- _Work required_
From the first line to the last, return the data exactly as it stands.

------ Source information

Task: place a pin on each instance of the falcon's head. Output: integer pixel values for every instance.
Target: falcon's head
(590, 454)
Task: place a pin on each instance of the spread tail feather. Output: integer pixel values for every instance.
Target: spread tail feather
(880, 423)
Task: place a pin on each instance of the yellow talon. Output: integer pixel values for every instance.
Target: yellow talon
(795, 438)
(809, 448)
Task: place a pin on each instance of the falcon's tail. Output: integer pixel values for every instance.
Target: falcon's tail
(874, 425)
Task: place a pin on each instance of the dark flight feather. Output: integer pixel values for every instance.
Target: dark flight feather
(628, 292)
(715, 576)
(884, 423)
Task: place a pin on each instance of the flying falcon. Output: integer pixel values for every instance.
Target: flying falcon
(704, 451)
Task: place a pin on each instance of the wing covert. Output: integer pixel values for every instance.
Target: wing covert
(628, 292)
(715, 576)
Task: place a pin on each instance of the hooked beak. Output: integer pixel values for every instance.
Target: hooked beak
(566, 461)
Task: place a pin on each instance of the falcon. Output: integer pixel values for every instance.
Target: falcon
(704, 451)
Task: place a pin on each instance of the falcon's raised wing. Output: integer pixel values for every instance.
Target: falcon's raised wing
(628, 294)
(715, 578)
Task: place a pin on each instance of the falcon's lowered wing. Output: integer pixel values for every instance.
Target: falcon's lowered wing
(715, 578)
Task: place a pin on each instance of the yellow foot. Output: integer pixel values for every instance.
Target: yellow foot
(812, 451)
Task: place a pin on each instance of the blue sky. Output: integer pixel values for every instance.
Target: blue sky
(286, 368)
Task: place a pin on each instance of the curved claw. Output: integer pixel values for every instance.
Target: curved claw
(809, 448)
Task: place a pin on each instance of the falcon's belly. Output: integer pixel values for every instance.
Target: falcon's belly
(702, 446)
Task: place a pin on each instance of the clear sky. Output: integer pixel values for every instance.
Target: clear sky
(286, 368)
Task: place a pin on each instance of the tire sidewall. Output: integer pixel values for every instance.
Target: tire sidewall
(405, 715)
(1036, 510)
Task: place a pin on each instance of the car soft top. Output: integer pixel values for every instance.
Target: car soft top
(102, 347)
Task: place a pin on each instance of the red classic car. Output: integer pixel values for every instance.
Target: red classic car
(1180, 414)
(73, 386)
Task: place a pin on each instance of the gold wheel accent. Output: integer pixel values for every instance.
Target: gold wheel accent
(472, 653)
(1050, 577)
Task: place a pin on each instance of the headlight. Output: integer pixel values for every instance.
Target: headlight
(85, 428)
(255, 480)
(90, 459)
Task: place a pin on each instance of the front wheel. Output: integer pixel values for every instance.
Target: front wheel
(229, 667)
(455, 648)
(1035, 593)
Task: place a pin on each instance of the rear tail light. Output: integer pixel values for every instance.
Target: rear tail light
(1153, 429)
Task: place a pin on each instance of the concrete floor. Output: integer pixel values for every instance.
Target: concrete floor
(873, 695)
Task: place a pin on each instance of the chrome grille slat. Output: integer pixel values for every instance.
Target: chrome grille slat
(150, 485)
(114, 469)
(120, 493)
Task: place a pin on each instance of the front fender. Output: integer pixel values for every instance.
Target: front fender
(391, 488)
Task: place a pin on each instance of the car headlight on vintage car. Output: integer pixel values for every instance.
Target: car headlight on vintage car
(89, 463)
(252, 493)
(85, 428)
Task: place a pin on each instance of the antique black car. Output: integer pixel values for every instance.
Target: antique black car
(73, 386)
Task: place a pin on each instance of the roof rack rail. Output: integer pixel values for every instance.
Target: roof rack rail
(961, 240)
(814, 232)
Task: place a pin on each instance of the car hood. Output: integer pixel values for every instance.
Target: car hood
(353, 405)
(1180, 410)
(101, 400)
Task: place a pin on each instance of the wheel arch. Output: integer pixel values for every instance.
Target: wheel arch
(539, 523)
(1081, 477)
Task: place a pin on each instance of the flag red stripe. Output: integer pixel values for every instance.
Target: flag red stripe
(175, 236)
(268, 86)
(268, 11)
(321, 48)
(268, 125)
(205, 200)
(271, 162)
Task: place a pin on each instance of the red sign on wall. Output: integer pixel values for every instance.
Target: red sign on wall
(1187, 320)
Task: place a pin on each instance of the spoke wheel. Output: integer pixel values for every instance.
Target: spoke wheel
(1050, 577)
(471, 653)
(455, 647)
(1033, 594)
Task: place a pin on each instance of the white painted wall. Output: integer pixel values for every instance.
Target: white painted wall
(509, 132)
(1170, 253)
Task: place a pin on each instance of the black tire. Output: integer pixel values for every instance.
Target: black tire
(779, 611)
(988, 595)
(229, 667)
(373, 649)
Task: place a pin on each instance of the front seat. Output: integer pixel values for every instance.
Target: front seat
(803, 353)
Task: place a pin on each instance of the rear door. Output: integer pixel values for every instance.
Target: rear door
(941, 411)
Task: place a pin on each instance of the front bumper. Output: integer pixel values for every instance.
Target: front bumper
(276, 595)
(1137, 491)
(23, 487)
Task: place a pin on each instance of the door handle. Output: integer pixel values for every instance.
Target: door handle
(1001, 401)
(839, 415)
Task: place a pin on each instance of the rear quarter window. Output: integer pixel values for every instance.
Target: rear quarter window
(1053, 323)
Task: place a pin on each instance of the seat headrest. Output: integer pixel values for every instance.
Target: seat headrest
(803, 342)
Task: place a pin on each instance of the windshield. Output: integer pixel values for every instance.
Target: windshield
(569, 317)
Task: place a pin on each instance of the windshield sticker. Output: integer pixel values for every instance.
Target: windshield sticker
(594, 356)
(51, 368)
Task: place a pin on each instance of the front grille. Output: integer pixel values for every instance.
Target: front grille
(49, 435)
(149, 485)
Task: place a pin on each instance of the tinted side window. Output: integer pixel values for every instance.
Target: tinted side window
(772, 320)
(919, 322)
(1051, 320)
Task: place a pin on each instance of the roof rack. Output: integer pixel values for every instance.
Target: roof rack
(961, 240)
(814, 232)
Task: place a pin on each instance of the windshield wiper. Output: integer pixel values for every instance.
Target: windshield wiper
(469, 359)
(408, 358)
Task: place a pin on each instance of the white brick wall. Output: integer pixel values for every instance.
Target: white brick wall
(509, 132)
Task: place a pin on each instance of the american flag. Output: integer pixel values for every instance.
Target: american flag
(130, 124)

------------

- _Output_
Task: place a pin on each instance of the falcon's head. Output: integer pixel values for every instance.
Target: falcon's head
(590, 454)
Task: place a pin on each instance of the spread tail feather. Output: integer pixel values for every instance.
Target: spread tail feather
(880, 423)
Task: place a pin on each instance of the yellow talon. Output: integer pixel values for every instance.
Target: yellow talon
(795, 438)
(809, 448)
Task: place a pin on each instance of the falcon's tail. Output: integer pixel values for every instance.
Target: falcon's tail
(874, 425)
Task: place a pin on each instance of the dark flight feather. Output: integer pixel values for every instance.
Target: dark flight feather
(628, 292)
(715, 576)
(884, 423)
Task: place a pin on each instance of the flying falcon. Output: integer pixel values for every instance.
Target: flying falcon
(704, 451)
Task: place a pin on each instance of the wing covert. Output: integer pixel values for every instance.
Target: wing covert
(628, 292)
(715, 576)
Task: place a pin on each instance of the hooked beak. Output: integer pixel values for every instance.
Target: hooked beak
(566, 461)
Task: place a pin on each instance of the falcon. Output: integer pixel values for every instance.
Target: falcon
(704, 451)
Task: place a pin on each instance of the falcon's raised wing. Output: integer pixel values for every instance.
Target: falcon's raised wing
(628, 294)
(715, 578)
Task: place a pin on each instance of the falcon's lowered wing. Output: integer pixel values for every instance.
Target: falcon's lowered wing
(715, 578)
Task: place a pin on each instance of the yellow foot. Output: integer pixel values for every instance.
Target: yellow foot
(812, 451)
Task: place a pin on each instance of the blue sky. Output: integer pixel values for every instance.
Target: blue sky
(286, 368)
Task: place a pin on each instance of the curved claw. Output: integer pixel values for every instance.
Target: curved claw
(809, 448)
Task: place a pin on each instance of the falcon's belly. Output: integer pixel values for every instance.
Target: falcon's belly
(702, 446)
Task: place a pin on each instance of the clear sky. Output: integer pixel values for every instance.
Target: clear sky
(286, 368)
Task: place a pin on each instance of the tire sidewall. Output: integer pixel values for every instance.
Target: tire sidewall
(405, 715)
(1036, 510)
Task: place a pin on each instance of the car soft top. Output: integer pixel values for every instance.
Target: car soft top
(102, 347)
Task: place a pin on each instance of the red classic car. Output: integer pixel values for every instance.
Target: red classic car
(1180, 414)
(73, 386)
Task: place a pin on each instance of the gold wheel accent. Output: integer pixel values for every instance.
Target: gold wheel accent
(472, 653)
(1050, 577)
Task: place a pin on each instance of the headlight. Output: integer pixel values for every instance.
Target: headlight
(85, 428)
(255, 480)
(90, 459)
Task: place a pin on each instance of the front wheel. Output: integer pixel values for every instance.
Target: front wheel
(229, 667)
(455, 648)
(1035, 593)
Task: place a pin on each instance of the rear tail light. Output: integer pixel values for every instance.
Target: rear tail light
(1153, 429)
Task: place a pin on each instance of the concrete floor. Output: integer pixel values for every instance.
Target: concrete floor
(873, 695)
Task: place a pin on each instance of the chrome grille slat. Output: integer pixel values for every instance.
Target: chrome grille slat
(150, 485)
(114, 469)
(120, 493)
Task: place a pin on each instance of the front fender. Output: integer pixel values for every instance.
Target: front fender
(391, 488)
Task: place a pin on each instance of the car headlight on vintage car. Output: integer pixel values for every instance.
Target: car headlight on vintage car
(89, 463)
(252, 493)
(85, 428)
Task: place a pin on each instance of the antique black car. Output: integer pixel values for every instance.
Target: antique black car
(73, 386)
Task: place a pin on each instance of the roof rack rail. Output: integer pixel values for every instance.
Target: roof rack rail
(961, 240)
(814, 232)
Task: place a pin on each instance of the car hood. Output: integer pixel values for every instance.
Target: car hood
(353, 405)
(1180, 410)
(101, 400)
Task: place a pin on each instance of the wheel arch. Output: integer pixel values for every instance.
Target: wheel arch
(539, 523)
(1081, 477)
Task: place a pin on each instance of the flag red stripe. Output: integer pixel values for every instance.
Target: flag red stripe
(175, 236)
(268, 86)
(268, 11)
(321, 48)
(268, 125)
(205, 200)
(271, 162)
Task: place a pin on each instance of the red sign on wall. Output: integer pixel values for every instance.
Target: red sign on wall
(1187, 320)
Task: place a pin on each instance of the spoke wheel. Output: integer pixel values for every instance.
Target: spoke wheel
(1050, 577)
(471, 653)
(455, 647)
(1033, 594)
Task: place a pin on each instance of the white painted wall. Output: integer pixel values for every instance.
Target: white painted wall
(509, 132)
(1170, 253)
Task: place a pin on each instance of the black tire. Output: integer pixel values for every instance.
Target: black tire
(779, 611)
(988, 595)
(229, 667)
(373, 649)
Task: place a pin on each instance of the front seat. Output: integer pixel values for every instance.
Target: front seat
(803, 353)
Task: place a pin on each instance of the rear door. Output: integer pixel values for every instance.
Target: rear door
(941, 411)
Task: place a pin on each instance of the front bumper. Output: integer pixel values for every instance.
Target: front bumper
(276, 595)
(1137, 491)
(23, 487)
Task: place a pin on each instance of the door handle. Output: integer pixel values for every instance.
Target: door handle
(1001, 401)
(839, 415)
Task: place a pin on each instance of the rear quarter window. Output: integer pixel values for every instance.
Target: rear quarter window
(1053, 323)
Task: place a pin on each instance of the seat headrest. Output: integer pixel values for every instance.
Target: seat headrest
(803, 342)
Task: place a pin on each instance of the windshield. Output: integer pixel values for every instance.
Target: windshield
(569, 317)
Task: place a pin on each instance of the windshield sticker. Output: integer pixel values for every instance.
Target: windshield sticker
(594, 356)
(51, 368)
Task: place a pin on each instance of the front grille. Output: integer pixel values for every instance.
Target: front grille
(49, 435)
(149, 485)
Task: place a pin on each instance of the tinted side window. Output: integer pixel values for every instance.
Target: tinted side window
(772, 320)
(919, 322)
(1051, 320)
Task: place a pin on each instance of the roof rack. Output: integer pixel values for every instance.
Target: roof rack
(961, 240)
(814, 232)
Task: place a pin on each instance of the windshield wiper. Output: integer pixel values for every instance.
Target: windshield wiper
(469, 359)
(408, 358)
Task: place a pin on each instance of the white brick wall. Output: integer pixel values for every instance.
Target: white brick wall
(509, 132)
Task: place a pin on each instance of the american flag. Output: integer pixel values for every instance.
Target: american flag
(130, 124)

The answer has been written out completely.